> Excerto fornecido:
·····

Posted: 08 Dec 2018 04:03 AM PST

«Instalou-se uma narrativa para um ano que se adivinha de campanha eleitoral: a esquerda à esquerda dos socialistas voltou a mostrar que é irresponsável. A sua irresponsabilidade comprovou-se em alguns cruzamentos de votos com a direita para estourar o dinheiro dos contribuintes. Se não se puser fim à dependência do PS em relação a estes partidos, eles acabarão por destruir o equilíbrio virtuoso conseguido por Mário Centeno e levar-nos de novo para o colapso financeiro. Para a direita mediática que já percebeu que o PS vai continuar a governar, este é o argumento que sobra: deem maioria absoluta ao PS.

·····

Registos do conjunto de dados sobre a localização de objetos
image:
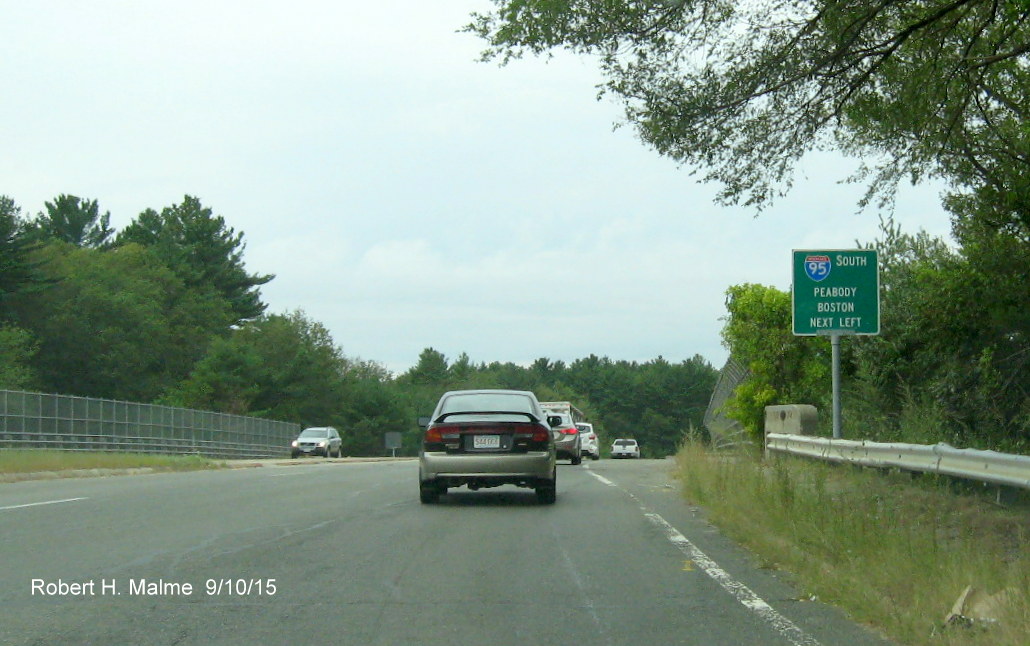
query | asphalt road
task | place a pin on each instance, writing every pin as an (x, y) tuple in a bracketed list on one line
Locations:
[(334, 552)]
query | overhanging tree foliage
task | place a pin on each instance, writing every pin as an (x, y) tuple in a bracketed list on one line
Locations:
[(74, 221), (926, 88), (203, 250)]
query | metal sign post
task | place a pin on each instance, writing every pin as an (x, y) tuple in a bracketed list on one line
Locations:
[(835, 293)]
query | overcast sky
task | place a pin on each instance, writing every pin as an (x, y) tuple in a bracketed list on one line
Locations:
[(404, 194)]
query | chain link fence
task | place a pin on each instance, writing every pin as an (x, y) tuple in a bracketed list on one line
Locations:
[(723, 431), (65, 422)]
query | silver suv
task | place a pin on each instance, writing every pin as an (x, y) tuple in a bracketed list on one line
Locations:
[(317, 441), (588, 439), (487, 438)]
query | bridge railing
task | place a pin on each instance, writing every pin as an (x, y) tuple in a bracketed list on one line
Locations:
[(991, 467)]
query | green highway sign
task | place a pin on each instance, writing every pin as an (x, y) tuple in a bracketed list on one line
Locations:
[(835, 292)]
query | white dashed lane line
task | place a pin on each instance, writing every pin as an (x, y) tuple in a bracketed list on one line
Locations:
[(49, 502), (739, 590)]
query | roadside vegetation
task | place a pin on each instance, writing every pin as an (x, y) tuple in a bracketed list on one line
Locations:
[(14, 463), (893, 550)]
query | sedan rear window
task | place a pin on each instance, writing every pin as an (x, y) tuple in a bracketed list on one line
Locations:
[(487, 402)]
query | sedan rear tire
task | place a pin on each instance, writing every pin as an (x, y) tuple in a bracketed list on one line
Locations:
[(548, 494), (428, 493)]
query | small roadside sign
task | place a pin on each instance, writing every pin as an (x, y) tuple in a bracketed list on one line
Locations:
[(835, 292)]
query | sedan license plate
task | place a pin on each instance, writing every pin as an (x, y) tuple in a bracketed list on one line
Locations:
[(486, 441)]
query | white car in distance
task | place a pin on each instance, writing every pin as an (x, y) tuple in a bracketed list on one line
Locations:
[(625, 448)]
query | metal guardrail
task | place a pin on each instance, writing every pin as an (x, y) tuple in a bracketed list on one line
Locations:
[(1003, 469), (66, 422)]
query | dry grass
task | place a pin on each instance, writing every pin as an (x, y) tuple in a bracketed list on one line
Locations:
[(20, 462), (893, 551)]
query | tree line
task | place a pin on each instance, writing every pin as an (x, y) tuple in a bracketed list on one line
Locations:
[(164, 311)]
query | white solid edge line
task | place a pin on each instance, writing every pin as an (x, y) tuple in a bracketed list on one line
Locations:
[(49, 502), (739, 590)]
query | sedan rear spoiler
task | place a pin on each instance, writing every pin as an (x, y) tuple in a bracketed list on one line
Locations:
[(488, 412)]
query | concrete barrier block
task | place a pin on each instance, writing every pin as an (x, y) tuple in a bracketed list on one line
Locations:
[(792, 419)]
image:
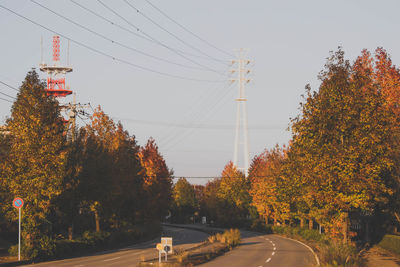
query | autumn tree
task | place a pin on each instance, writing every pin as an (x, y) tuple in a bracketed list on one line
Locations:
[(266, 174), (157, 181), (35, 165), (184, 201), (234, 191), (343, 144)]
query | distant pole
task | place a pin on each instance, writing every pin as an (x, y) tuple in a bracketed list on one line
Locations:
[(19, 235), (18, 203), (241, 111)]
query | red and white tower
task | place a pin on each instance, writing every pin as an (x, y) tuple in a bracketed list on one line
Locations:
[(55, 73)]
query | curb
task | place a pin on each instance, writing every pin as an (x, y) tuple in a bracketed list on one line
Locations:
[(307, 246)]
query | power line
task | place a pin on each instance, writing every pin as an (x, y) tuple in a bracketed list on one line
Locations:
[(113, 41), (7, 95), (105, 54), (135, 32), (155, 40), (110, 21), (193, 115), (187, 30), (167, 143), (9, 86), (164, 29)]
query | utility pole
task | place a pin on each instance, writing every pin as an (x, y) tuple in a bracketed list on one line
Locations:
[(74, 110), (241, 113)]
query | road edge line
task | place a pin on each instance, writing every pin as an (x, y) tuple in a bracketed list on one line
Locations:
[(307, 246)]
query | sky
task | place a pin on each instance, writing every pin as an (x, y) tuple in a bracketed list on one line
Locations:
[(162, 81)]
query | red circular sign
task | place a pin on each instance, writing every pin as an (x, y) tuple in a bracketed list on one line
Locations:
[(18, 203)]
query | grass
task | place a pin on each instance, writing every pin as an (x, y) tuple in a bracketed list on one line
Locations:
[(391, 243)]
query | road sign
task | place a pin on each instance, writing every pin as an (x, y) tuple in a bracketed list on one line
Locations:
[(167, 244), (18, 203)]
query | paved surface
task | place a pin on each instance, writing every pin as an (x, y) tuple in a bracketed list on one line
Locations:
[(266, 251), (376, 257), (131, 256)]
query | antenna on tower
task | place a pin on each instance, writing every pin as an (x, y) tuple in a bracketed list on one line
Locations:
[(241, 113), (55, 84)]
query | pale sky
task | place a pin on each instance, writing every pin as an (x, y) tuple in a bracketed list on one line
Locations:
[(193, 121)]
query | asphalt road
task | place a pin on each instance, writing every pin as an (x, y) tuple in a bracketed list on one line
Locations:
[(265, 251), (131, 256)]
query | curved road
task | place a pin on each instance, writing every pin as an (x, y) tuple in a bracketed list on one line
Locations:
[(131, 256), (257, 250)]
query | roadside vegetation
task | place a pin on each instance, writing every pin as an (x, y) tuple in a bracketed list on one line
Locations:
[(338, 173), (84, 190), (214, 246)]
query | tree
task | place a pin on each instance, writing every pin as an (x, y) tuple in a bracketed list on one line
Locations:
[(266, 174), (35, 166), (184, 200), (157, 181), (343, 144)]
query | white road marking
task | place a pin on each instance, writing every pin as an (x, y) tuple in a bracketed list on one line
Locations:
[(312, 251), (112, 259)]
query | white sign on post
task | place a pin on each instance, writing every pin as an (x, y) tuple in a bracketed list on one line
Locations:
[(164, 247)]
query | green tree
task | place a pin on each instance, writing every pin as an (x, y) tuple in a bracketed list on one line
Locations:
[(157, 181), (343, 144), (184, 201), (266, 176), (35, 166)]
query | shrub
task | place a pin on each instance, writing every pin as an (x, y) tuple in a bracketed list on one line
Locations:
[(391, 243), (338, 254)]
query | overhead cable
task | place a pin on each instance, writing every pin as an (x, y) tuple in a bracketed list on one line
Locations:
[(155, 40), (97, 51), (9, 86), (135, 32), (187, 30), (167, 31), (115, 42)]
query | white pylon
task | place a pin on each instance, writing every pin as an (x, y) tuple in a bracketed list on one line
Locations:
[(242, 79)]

·····

> Tarefas a fazer:
A. Responda a estas perguntas sobre o excerto, uma por linha:
(i) Em que data e a que hora foi publicado?
(ii) A quem atribui o excerto o equilíbrio virtuoso conseguido?
(iii) Segundo o excerto, que argumento sobra para a direita mediática?
B. Edite o excerto: volte a escrever o trecho desde "Posted: 08 Dec" até "absoluta ao PS.", inclusive, com "colapso" trocado por "desastre".

> Respostas completas:
A.
(i) 08 Dec 2018, às 04:03 AM PST
(ii) A Mário Centeno
(iii) Deem maioria absoluta ao PS

B.
Posted: 08 Dec 2018 04:03 AM PST

«Instalou-se uma narrativa para um ano que se adivinha de campanha eleitoral: a esquerda à esquerda dos socialistas voltou a mostrar que é irresponsável. A sua irresponsabilidade comprovou-se em alguns cruzamentos de votos com a direita para estourar o dinheiro dos contribuintes. Se não se puser fim à dependência do PS em relação a estes partidos, eles acabarão por destruir o equilíbrio virtuoso conseguido por Mário Centeno e levar-nos de novo para o desastre financeiro. Para a direita mediática que já percebeu que o PS vai continuar a governar, este é o argumento que sobra: deem maioria absoluta ao PS.